RECORDS FOR THE EXERCISE –
- - - -

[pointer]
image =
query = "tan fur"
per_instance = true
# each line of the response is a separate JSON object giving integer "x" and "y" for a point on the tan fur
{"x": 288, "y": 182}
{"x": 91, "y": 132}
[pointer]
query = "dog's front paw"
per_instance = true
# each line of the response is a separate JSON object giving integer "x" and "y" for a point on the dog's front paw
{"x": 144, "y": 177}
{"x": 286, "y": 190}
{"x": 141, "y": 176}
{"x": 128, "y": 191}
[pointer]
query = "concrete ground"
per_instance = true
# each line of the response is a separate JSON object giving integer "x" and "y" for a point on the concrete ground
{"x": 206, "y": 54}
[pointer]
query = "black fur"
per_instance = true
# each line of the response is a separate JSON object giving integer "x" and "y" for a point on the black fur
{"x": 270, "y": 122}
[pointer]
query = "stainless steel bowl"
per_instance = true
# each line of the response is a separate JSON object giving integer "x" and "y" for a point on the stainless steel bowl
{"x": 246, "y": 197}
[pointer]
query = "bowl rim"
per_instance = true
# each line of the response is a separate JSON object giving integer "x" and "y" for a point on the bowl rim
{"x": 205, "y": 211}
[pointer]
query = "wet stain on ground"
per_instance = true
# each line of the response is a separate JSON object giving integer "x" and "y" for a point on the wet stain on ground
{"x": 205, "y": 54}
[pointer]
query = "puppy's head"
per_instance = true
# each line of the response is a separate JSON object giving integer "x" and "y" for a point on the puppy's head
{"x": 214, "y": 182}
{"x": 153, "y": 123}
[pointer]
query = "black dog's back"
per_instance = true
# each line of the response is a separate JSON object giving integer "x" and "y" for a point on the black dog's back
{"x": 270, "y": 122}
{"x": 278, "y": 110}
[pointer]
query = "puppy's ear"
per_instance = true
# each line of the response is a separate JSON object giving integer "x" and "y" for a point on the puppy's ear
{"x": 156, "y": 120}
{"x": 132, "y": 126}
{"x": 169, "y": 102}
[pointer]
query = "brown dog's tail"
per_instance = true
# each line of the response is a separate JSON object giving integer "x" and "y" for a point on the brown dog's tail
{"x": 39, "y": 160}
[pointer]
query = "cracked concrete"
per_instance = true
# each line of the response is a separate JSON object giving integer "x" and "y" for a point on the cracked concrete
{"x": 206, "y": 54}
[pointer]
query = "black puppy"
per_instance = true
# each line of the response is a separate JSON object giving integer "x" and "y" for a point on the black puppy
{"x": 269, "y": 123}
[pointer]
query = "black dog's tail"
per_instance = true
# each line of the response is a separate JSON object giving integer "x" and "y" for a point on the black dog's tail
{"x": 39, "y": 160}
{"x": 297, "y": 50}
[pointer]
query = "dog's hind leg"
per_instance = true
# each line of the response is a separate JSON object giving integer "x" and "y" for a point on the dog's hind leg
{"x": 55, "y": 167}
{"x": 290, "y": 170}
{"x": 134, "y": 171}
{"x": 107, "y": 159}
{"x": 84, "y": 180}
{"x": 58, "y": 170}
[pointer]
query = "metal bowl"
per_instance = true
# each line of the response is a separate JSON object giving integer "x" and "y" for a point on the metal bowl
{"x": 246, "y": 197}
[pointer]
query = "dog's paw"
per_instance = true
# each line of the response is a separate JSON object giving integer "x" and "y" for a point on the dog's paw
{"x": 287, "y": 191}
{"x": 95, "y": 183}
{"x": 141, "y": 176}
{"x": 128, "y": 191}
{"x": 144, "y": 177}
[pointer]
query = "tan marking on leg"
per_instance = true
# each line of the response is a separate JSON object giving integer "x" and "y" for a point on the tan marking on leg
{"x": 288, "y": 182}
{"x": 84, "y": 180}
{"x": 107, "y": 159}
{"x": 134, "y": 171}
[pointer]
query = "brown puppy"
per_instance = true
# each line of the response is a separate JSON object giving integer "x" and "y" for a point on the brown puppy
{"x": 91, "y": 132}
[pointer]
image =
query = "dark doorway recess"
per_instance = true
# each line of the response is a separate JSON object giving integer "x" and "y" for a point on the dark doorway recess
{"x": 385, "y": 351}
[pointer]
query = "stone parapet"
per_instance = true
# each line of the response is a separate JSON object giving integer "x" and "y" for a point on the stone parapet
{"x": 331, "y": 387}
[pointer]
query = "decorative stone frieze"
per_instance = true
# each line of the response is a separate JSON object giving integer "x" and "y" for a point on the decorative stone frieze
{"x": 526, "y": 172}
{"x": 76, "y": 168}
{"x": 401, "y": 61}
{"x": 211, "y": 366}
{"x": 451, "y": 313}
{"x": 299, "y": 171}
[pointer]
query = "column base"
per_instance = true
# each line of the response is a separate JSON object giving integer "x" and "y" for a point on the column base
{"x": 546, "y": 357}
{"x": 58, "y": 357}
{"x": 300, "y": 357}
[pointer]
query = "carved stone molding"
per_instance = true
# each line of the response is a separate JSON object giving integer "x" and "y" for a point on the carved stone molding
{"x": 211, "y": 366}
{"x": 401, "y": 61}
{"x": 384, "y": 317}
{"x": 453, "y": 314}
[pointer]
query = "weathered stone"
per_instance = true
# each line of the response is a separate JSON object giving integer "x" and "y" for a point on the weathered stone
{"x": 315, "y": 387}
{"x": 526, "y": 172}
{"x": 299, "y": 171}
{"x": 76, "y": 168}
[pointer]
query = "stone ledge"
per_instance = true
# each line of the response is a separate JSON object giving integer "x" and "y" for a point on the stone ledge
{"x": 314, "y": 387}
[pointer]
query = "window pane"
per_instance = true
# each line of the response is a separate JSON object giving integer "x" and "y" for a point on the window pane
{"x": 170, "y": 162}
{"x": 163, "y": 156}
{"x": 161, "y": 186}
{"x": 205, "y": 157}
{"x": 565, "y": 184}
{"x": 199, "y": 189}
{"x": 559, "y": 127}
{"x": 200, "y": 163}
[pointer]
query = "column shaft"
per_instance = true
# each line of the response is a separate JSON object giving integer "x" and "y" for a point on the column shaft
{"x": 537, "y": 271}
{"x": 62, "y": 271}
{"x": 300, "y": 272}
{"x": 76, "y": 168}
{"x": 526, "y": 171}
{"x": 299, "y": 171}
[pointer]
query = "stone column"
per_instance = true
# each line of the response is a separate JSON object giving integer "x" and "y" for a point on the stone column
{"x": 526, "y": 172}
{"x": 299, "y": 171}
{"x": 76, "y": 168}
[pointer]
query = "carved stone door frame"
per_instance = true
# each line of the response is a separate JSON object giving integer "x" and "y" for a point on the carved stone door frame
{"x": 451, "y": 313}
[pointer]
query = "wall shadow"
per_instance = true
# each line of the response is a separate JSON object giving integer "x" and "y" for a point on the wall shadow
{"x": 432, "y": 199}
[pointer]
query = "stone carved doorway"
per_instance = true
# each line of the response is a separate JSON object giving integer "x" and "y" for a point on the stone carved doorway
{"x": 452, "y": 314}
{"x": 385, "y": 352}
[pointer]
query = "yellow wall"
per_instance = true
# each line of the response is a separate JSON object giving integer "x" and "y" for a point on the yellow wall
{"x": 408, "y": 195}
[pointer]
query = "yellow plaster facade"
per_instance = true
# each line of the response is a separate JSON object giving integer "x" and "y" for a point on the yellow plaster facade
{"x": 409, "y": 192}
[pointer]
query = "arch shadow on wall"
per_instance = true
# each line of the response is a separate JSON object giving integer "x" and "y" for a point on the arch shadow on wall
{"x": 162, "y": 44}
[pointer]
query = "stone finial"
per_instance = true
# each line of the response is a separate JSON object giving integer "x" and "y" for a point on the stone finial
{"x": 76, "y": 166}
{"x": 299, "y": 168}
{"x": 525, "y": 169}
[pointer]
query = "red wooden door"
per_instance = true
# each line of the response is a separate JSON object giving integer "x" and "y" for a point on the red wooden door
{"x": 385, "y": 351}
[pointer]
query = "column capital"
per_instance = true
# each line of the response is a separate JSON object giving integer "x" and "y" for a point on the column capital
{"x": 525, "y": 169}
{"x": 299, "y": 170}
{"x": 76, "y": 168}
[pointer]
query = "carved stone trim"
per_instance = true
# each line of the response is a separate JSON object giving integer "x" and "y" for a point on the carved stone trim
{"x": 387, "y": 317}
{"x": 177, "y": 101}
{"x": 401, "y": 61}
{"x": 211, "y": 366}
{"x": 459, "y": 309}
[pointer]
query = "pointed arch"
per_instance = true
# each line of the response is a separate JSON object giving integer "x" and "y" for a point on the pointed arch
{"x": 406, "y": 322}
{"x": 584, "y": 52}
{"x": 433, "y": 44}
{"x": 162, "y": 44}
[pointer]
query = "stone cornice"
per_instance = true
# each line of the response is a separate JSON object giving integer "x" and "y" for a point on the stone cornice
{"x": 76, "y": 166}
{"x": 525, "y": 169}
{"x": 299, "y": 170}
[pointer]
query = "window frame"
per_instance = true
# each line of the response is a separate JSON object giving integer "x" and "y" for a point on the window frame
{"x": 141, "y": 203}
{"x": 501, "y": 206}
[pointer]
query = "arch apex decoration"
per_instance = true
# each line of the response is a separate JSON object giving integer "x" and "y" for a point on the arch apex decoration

- - - -

INSTRUCTIONS TO FOLLOW – In the records above, find each line with the string "apex" and list it.

YOUR RESPONSE –
query = "arch apex decoration"
# each line of the response is a separate JSON object giving integer "x" and "y" for a point on the arch apex decoration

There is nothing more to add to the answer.